● **Exercise instructions**:
Copy out all of the data below word for word, leaving out the pictures.

=-=-=

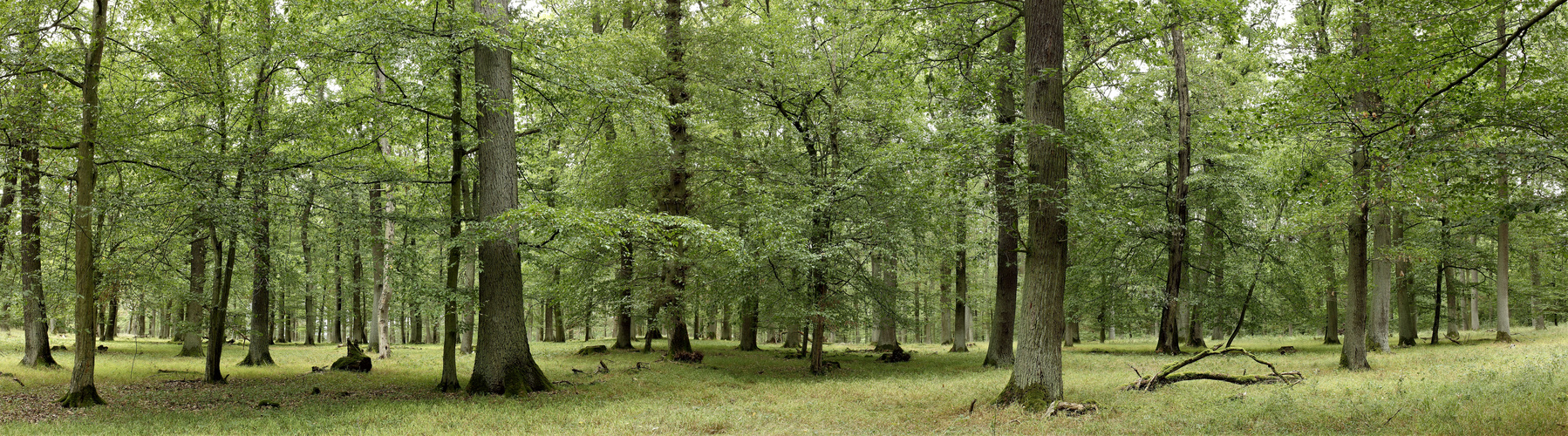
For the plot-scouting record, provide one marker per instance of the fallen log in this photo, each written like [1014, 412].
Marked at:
[1169, 373]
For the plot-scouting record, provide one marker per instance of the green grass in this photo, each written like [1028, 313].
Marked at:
[1477, 388]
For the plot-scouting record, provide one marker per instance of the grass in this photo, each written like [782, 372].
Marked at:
[1477, 388]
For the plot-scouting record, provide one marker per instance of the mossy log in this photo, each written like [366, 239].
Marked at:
[357, 359]
[1169, 373]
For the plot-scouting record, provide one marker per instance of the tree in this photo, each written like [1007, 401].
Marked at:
[84, 392]
[1037, 367]
[504, 363]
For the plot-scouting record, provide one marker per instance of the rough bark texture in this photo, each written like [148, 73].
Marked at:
[449, 314]
[748, 324]
[35, 316]
[261, 217]
[1381, 276]
[502, 363]
[1176, 206]
[960, 286]
[623, 278]
[380, 265]
[1353, 351]
[84, 392]
[1404, 286]
[1006, 311]
[190, 345]
[1037, 367]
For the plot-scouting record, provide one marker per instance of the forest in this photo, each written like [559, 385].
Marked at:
[590, 210]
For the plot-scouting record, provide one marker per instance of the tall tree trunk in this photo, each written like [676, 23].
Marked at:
[304, 256]
[1536, 289]
[381, 267]
[1381, 275]
[1353, 351]
[35, 316]
[1004, 314]
[1503, 194]
[1404, 286]
[962, 286]
[1037, 367]
[357, 273]
[84, 392]
[504, 363]
[190, 345]
[1176, 206]
[449, 314]
[261, 217]
[623, 278]
[748, 324]
[675, 196]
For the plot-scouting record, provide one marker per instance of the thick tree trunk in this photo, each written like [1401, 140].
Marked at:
[190, 345]
[84, 392]
[675, 198]
[1353, 351]
[1001, 350]
[502, 363]
[1176, 206]
[1037, 367]
[1536, 289]
[1503, 194]
[35, 316]
[960, 286]
[449, 314]
[381, 267]
[1381, 276]
[748, 324]
[1404, 284]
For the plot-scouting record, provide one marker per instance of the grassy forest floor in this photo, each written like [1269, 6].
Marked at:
[1477, 388]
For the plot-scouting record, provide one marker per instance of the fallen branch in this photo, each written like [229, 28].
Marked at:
[1169, 373]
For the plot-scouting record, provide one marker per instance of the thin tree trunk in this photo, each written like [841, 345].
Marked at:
[1176, 206]
[1004, 314]
[1404, 286]
[504, 363]
[1037, 367]
[84, 392]
[960, 286]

=-=-=

● **The output**:
For the plot-scouting record, provide one marker per instance of the fallen log in this photo, each written like [1014, 412].
Marked at:
[1169, 373]
For the plot-scouting record, provide one marker per instance of the green grass in this photo, each written like [1028, 313].
Marked at:
[1477, 388]
For the plot-scouting record, provide one marker per instance of the grass in this photo, each written like [782, 372].
Marked at:
[1477, 388]
For the plot-scouting record, provide one marker per instance of the mossy log in this photo, each written like [366, 239].
Marked at:
[357, 359]
[1169, 373]
For the plot-scouting record, provide one marker per instance of the tree in this photo, each written like [1007, 401].
Marked at:
[84, 392]
[1037, 367]
[504, 363]
For the plot-scouting record, provide one marker per instance of the rough bark texture in this photo, each written like [148, 73].
Marked at:
[449, 314]
[748, 324]
[35, 316]
[261, 217]
[1381, 276]
[502, 363]
[1176, 206]
[960, 286]
[623, 278]
[380, 265]
[1353, 351]
[84, 392]
[1404, 286]
[1006, 311]
[190, 345]
[1037, 367]
For the plot-scouting record, provide one marker per instance of the forest in this photo, each written like [559, 385].
Marked at:
[590, 210]
For the plot-scouting record, provide one marker per instance of the tall tree trunk in this photo, each written like [676, 23].
Marked at:
[304, 256]
[1536, 289]
[381, 267]
[1381, 275]
[1353, 351]
[35, 316]
[1004, 314]
[1503, 194]
[1404, 286]
[962, 286]
[1037, 367]
[357, 273]
[84, 392]
[504, 363]
[190, 345]
[1176, 206]
[449, 314]
[261, 217]
[623, 278]
[748, 324]
[675, 196]
For the plot-scouting record, provide one marker per instance of the thick tree trunk in this photo, each written like [1401, 140].
Marked at:
[190, 345]
[84, 392]
[675, 198]
[1353, 351]
[1001, 350]
[502, 363]
[1176, 206]
[1037, 367]
[1536, 289]
[1503, 194]
[35, 316]
[960, 286]
[449, 314]
[381, 267]
[1381, 276]
[748, 324]
[1404, 284]
For the plot-scouting record, provide one marker per instance of the grassy forest floor in this photo, each written like [1269, 6].
Marked at:
[1477, 388]
For the plot-scouting record, provide one marker per instance of the fallen branch in this photo, each written like [229, 28].
Marked at:
[1169, 373]
For the plot-scouting record, provide one marker per instance of the thin tree trunk in this photo, each written like [841, 345].
Marked at:
[1176, 206]
[1004, 314]
[1404, 286]
[504, 363]
[1037, 367]
[84, 392]
[960, 286]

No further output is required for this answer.